▶ _Task input_
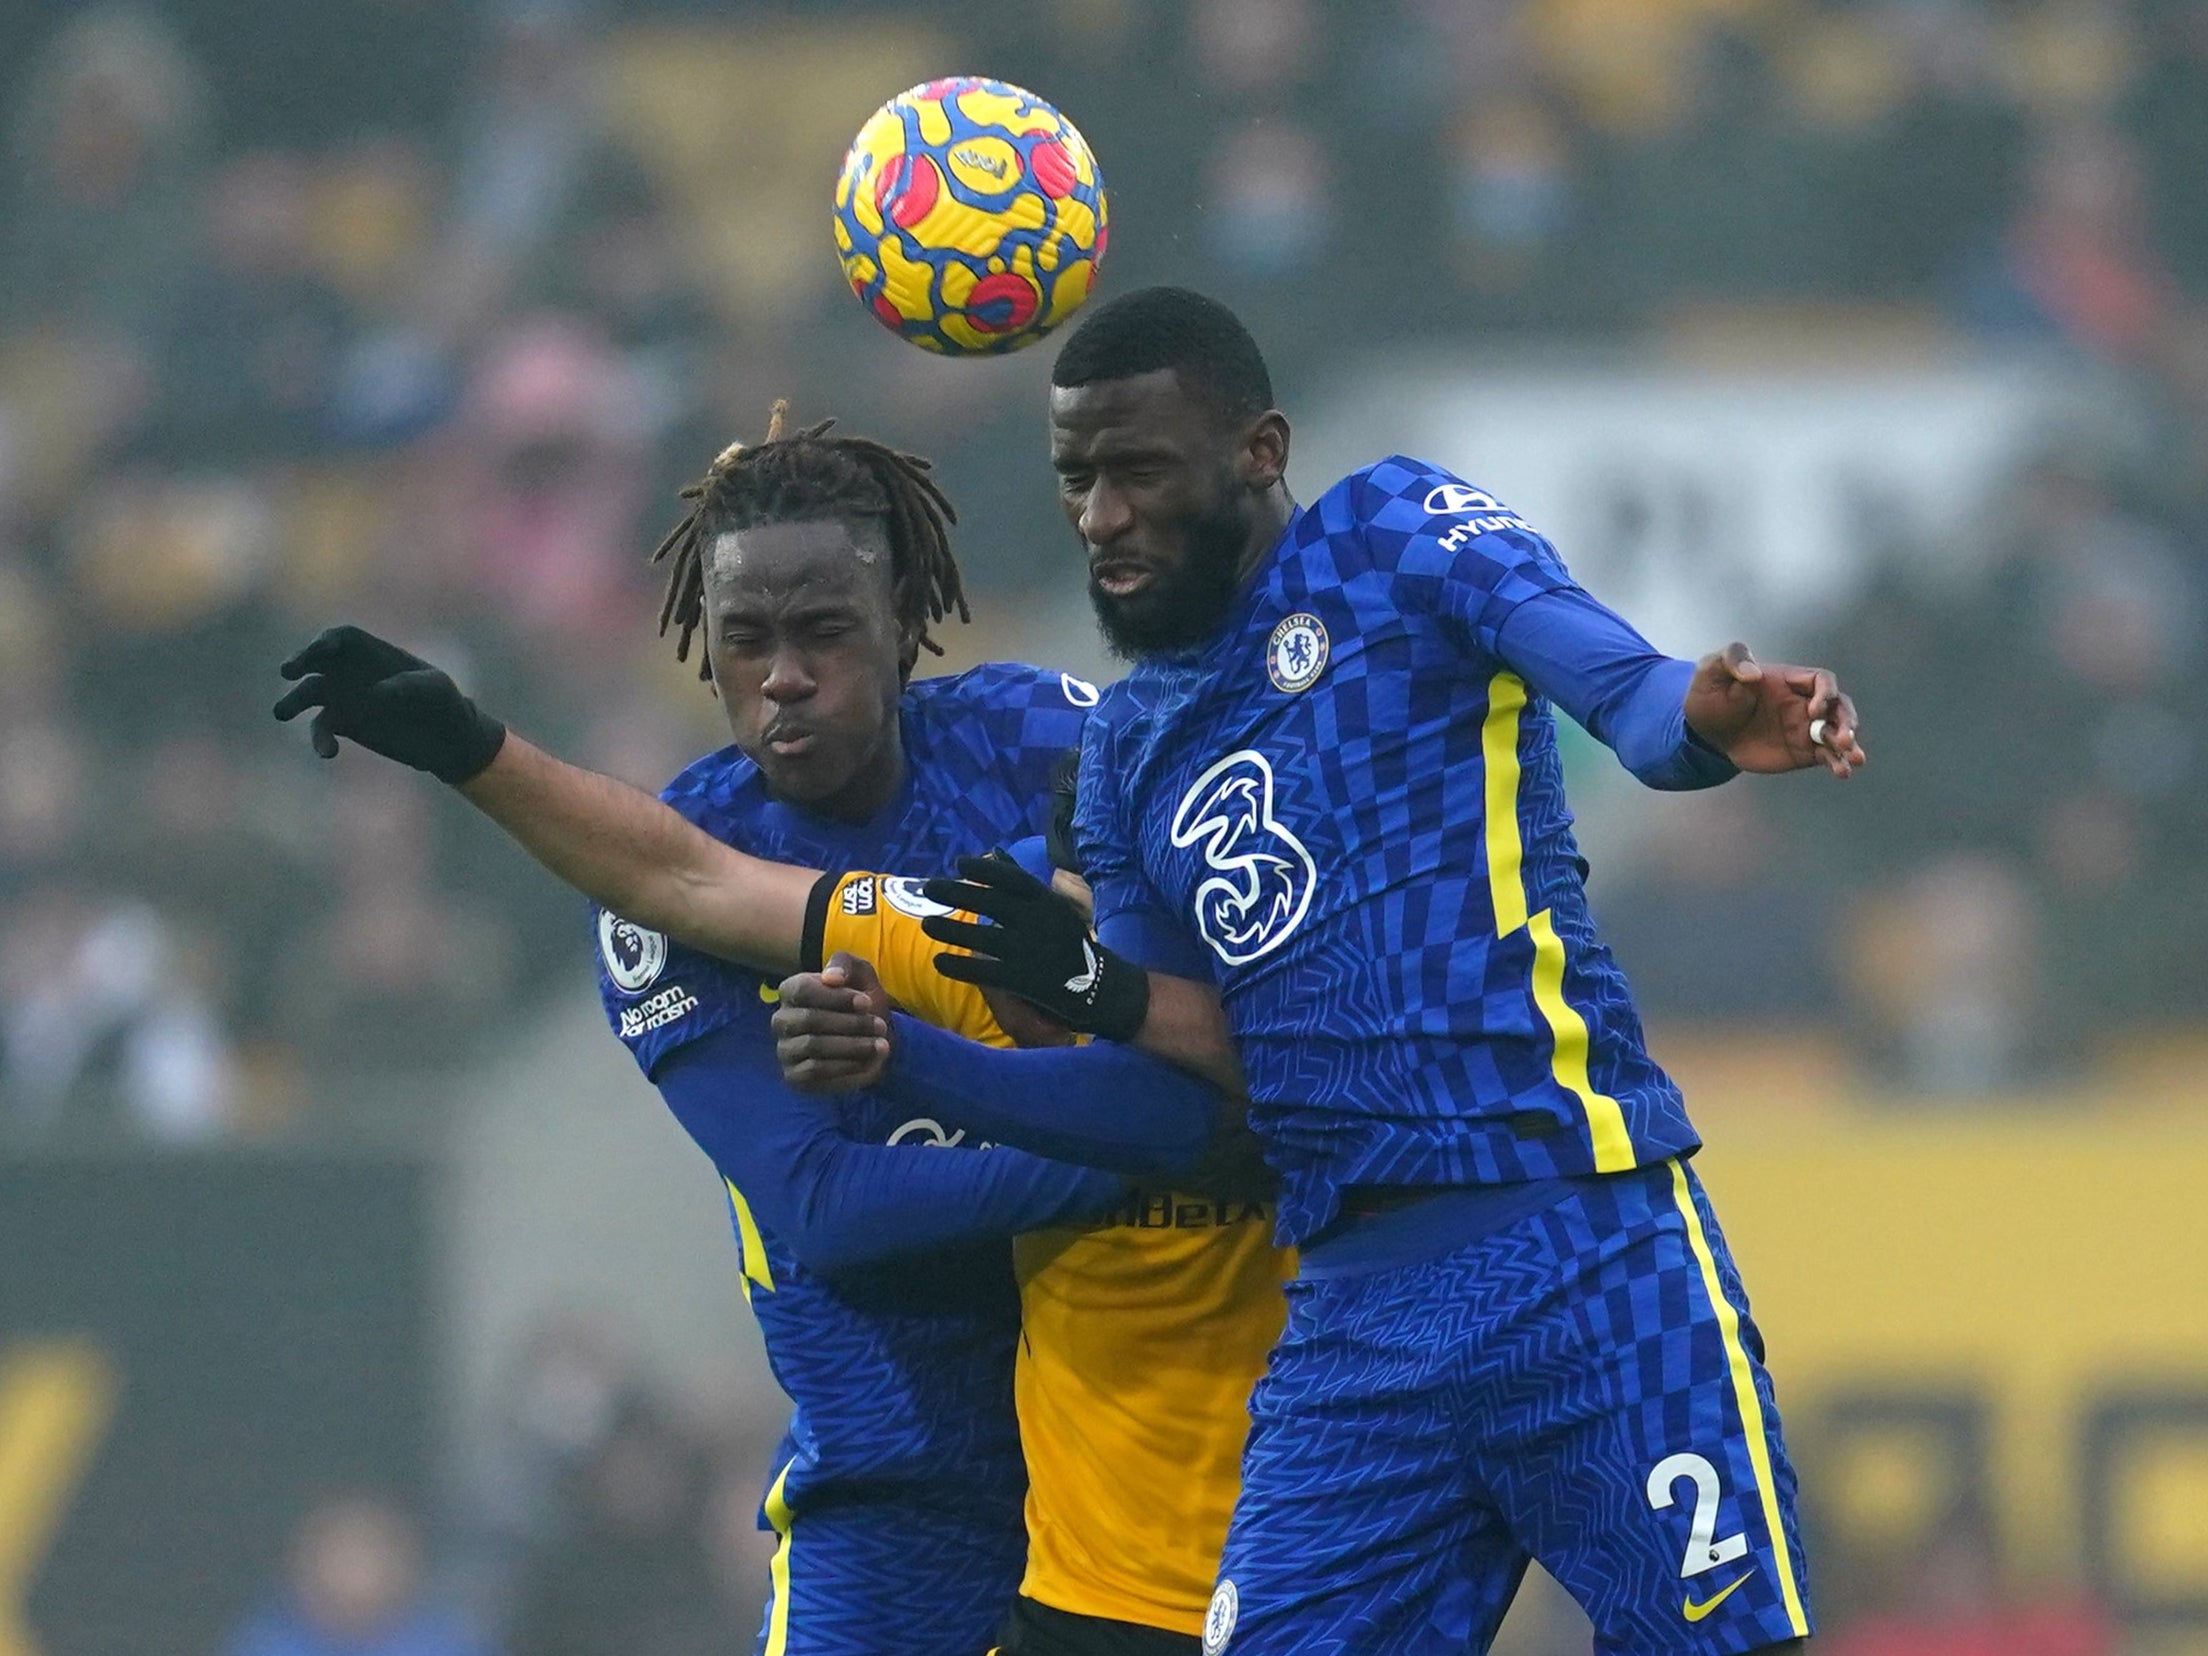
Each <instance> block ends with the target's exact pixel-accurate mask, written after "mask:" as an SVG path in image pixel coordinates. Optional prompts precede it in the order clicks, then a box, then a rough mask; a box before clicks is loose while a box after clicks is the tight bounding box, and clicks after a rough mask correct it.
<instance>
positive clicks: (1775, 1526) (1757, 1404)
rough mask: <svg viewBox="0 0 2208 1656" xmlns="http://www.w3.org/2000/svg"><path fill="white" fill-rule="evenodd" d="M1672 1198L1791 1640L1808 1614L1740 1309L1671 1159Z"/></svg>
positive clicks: (1686, 1188) (1671, 1183)
mask: <svg viewBox="0 0 2208 1656" xmlns="http://www.w3.org/2000/svg"><path fill="white" fill-rule="evenodd" d="M1667 1166H1669V1168H1671V1199H1674V1201H1676V1203H1678V1214H1680V1219H1685V1221H1687V1245H1689V1248H1694V1263H1696V1265H1700V1267H1702V1289H1705V1292H1707V1294H1709V1303H1711V1305H1713V1307H1716V1312H1718V1334H1720V1336H1722V1338H1724V1365H1727V1369H1729V1371H1731V1376H1733V1402H1735V1404H1738V1406H1740V1435H1742V1437H1747V1440H1749V1464H1751V1466H1753V1468H1755V1493H1758V1495H1760V1497H1762V1504H1764V1532H1766V1535H1769V1537H1771V1563H1773V1568H1775V1570H1777V1579H1780V1594H1782V1596H1784V1599H1786V1625H1788V1627H1793V1632H1795V1638H1808V1616H1806V1614H1802V1590H1800V1588H1797V1585H1795V1579H1793V1552H1791V1550H1788V1548H1786V1528H1784V1524H1782V1519H1780V1488H1777V1479H1775V1477H1773V1475H1771V1437H1769V1435H1766V1433H1764V1400H1762V1398H1758V1395H1755V1369H1753V1367H1751V1365H1749V1349H1747V1347H1744V1345H1742V1342H1740V1312H1735V1309H1733V1303H1731V1301H1729V1298H1724V1283H1720V1281H1718V1256H1716V1254H1711V1252H1709V1236H1707V1234H1705V1232H1702V1212H1700V1210H1698V1208H1696V1206H1694V1190H1691V1188H1689V1186H1687V1164H1685V1161H1680V1159H1678V1157H1671V1161H1669V1164H1667Z"/></svg>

▶ _About this exercise_
Restate all entries above exactly, but not the images.

▶ _Worked solution_
Each <instance> block ends with the target's exact pixel-accurate mask, written after "mask:" as an SVG path in image pixel coordinates. Optional prompts precede it in the order clicks, then a box, then a rough mask; a box before clicks is loose while a box after clicks is the tight bounding box, and clicks after a rough mask correct it.
<instance>
positive clicks: (1775, 1526) (1757, 1404)
rough mask: <svg viewBox="0 0 2208 1656" xmlns="http://www.w3.org/2000/svg"><path fill="white" fill-rule="evenodd" d="M1672 1198L1791 1640L1808 1614L1740 1309L1671 1159Z"/></svg>
positive clicks: (1686, 1188) (1671, 1183)
mask: <svg viewBox="0 0 2208 1656" xmlns="http://www.w3.org/2000/svg"><path fill="white" fill-rule="evenodd" d="M1667 1166H1669V1168H1671V1199H1674V1201H1676V1203H1678V1214H1680V1219H1685V1221H1687V1245H1689V1248H1694V1263H1696V1265H1700V1267H1702V1289H1705V1292H1707V1294H1709V1303H1711V1305H1713V1307H1716V1312H1718V1334H1720V1336H1722V1338H1724V1365H1727V1369H1729V1371H1731V1376H1733V1402H1735V1404H1738V1406H1740V1435H1742V1437H1747V1440H1749V1464H1751V1466H1753V1468H1755V1493H1758V1495H1760V1497H1762V1504H1764V1532H1766V1535H1769V1537H1771V1563H1773V1568H1775V1570H1777V1579H1780V1594H1782V1596H1784V1599H1786V1625H1788V1627H1793V1632H1795V1638H1808V1616H1806V1614H1802V1590H1800V1588H1797V1585H1795V1579H1793V1552H1791V1550H1788V1548H1786V1528H1784V1524H1782V1519H1780V1488H1777V1479H1775V1477H1773V1475H1771V1437H1769V1435H1766V1433H1764V1400H1762V1398H1758V1395H1755V1369H1753V1367H1751V1365H1749V1349H1747V1347H1744V1345H1742V1342H1740V1312H1735V1309H1733V1303H1731V1301H1729V1298H1724V1283H1720V1281H1718V1256H1716V1254H1711V1252H1709V1236H1707V1234H1705V1232H1702V1212H1700V1210H1698V1208H1696V1206H1694V1190H1691V1188H1689V1186H1687V1164H1685V1161H1680V1159H1678V1157H1671V1161H1669V1164H1667Z"/></svg>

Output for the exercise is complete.